The data:
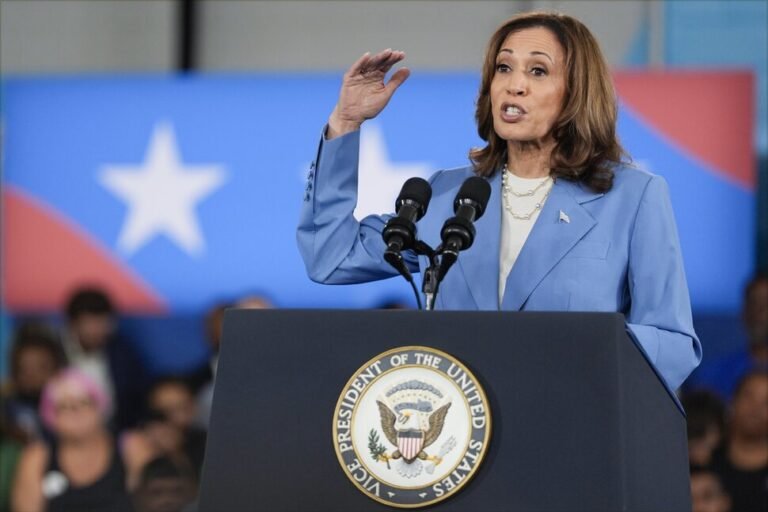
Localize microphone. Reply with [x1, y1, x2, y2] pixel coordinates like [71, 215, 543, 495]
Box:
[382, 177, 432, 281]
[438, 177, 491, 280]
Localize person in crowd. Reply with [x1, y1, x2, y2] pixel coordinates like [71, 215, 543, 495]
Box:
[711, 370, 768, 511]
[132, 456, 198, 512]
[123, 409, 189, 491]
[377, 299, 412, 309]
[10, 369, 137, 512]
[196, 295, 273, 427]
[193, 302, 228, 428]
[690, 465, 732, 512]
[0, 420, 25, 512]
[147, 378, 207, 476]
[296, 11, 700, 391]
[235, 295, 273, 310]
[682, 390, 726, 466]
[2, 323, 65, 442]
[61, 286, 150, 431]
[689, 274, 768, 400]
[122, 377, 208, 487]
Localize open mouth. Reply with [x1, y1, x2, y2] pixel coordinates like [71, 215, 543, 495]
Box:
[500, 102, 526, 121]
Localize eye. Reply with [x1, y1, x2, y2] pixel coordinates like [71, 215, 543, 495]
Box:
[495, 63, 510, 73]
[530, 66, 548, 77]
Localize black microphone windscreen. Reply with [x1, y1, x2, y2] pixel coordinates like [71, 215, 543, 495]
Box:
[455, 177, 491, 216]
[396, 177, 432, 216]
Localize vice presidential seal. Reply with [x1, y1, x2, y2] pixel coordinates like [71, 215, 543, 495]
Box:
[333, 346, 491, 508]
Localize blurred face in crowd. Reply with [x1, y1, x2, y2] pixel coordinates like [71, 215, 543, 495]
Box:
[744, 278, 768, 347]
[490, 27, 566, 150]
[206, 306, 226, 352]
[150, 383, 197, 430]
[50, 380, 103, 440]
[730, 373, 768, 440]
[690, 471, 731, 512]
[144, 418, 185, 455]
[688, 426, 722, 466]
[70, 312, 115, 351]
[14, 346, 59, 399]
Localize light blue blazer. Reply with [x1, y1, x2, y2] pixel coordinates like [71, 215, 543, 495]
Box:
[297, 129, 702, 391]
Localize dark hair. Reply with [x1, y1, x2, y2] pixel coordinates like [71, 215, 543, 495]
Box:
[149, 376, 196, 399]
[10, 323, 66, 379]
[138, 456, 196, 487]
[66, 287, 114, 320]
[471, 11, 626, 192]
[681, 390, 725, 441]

Exercise requirements: Go through the material above and count the lines that contain "like"; give that number alone.

The answer: 9